WHAT IS ASKED: Locate each line in the listing that contains the word "dark", matching case exactly, and copy those lines.

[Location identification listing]
------------------------------------

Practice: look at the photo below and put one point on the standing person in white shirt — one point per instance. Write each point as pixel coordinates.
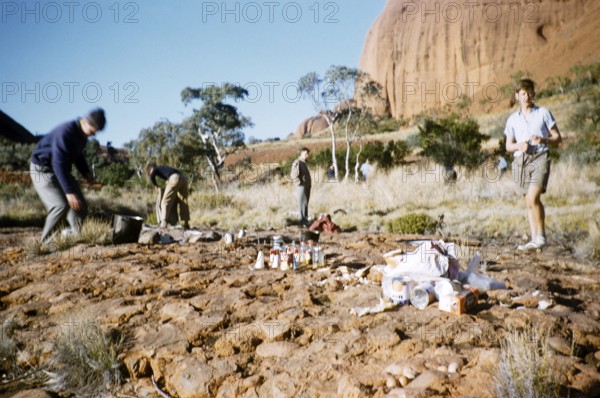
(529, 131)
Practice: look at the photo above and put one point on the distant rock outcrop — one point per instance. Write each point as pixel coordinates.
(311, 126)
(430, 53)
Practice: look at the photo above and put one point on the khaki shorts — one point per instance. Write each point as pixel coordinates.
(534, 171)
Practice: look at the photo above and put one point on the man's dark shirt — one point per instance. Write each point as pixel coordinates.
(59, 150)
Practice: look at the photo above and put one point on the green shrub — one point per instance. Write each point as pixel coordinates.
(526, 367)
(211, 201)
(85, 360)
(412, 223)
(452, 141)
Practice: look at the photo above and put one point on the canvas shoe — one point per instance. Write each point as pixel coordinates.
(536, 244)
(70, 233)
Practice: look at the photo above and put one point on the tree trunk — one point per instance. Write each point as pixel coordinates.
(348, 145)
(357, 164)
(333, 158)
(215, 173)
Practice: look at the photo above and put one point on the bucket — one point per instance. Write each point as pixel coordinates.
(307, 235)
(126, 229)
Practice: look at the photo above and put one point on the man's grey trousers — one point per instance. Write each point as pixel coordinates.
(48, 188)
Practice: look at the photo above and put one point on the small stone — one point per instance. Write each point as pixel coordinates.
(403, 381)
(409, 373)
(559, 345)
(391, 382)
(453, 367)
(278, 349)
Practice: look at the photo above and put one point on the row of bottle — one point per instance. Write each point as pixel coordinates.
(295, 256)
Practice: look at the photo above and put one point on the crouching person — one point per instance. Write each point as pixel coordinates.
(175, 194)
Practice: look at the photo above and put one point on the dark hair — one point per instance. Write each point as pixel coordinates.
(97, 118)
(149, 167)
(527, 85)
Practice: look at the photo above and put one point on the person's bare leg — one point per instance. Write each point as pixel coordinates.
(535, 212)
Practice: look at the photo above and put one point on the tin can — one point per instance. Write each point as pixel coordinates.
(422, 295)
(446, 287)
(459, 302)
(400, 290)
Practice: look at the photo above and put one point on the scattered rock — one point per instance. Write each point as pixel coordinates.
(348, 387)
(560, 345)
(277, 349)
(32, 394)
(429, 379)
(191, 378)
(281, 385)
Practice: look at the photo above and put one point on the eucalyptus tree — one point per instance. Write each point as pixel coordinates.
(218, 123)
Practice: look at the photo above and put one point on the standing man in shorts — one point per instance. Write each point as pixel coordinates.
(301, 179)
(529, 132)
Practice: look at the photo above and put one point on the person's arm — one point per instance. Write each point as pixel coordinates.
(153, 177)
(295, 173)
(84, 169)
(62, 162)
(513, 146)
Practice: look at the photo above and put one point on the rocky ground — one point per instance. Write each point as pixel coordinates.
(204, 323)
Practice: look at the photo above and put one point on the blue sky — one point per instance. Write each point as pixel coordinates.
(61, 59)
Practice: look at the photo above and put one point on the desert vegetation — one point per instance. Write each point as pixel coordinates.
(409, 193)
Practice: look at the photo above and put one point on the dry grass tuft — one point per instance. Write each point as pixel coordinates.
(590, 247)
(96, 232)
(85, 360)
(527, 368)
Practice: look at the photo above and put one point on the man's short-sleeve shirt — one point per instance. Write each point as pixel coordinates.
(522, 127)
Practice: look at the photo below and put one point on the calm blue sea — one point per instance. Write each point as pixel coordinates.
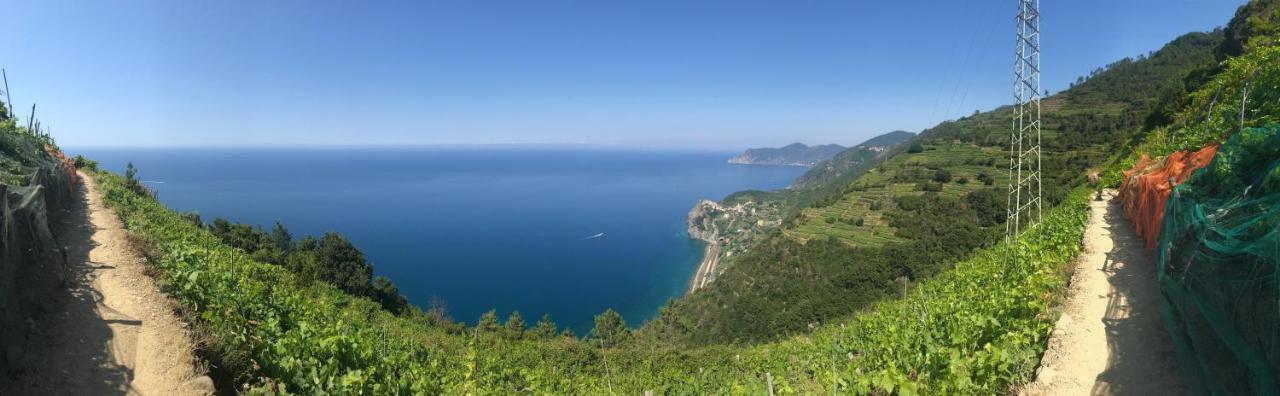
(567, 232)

------------------------------------

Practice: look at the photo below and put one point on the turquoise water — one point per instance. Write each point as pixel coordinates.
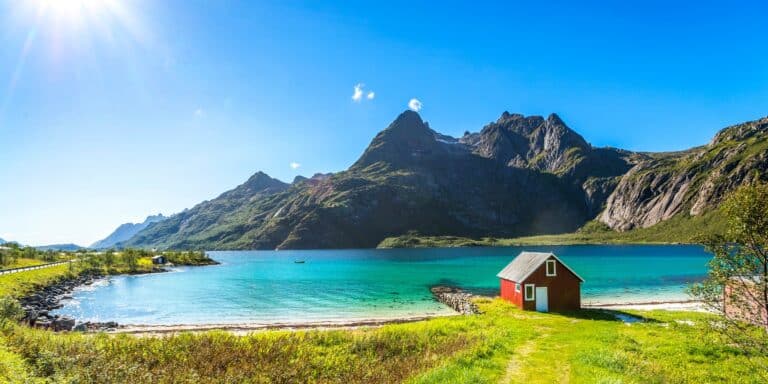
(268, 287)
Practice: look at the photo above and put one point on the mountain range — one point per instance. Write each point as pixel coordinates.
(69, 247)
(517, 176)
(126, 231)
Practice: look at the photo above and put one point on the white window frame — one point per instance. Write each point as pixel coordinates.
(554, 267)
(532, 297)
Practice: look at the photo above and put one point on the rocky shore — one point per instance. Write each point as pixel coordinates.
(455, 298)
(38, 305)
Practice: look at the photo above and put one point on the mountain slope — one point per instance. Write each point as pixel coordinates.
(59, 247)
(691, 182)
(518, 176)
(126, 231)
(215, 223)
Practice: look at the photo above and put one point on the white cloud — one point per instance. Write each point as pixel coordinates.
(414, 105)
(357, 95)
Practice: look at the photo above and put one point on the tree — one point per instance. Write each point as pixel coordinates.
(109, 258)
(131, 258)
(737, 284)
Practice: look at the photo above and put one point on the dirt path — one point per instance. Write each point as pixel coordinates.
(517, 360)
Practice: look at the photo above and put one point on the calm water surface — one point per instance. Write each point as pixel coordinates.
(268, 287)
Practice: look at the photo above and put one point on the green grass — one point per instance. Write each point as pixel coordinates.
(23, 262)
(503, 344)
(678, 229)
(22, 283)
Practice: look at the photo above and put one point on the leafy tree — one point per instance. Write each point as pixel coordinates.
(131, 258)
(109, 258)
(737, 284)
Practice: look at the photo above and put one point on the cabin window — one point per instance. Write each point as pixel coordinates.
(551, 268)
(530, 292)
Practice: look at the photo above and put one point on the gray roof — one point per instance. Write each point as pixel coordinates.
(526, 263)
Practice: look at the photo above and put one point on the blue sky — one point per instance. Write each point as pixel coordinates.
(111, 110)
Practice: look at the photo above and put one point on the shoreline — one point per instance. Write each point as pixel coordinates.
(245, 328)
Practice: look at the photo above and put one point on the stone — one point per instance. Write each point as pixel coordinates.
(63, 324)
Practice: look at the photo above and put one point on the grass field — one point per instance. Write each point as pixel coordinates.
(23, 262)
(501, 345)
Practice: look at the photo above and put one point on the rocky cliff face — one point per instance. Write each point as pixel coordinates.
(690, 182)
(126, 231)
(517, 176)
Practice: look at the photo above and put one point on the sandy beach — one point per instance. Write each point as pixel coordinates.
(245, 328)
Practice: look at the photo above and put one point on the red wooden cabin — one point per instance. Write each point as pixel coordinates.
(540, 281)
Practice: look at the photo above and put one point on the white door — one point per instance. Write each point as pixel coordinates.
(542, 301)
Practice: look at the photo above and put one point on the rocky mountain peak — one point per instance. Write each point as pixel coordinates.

------------------------------------

COMPLETED EXERCISE:
Practice: look at the photo above and put one point on the man's dark shirt — one point per instance. Write each point as pixel coordinates.
Practice: look at the photo above and put one point on the dark hair — one point per instance. Write each point as pixel coordinates.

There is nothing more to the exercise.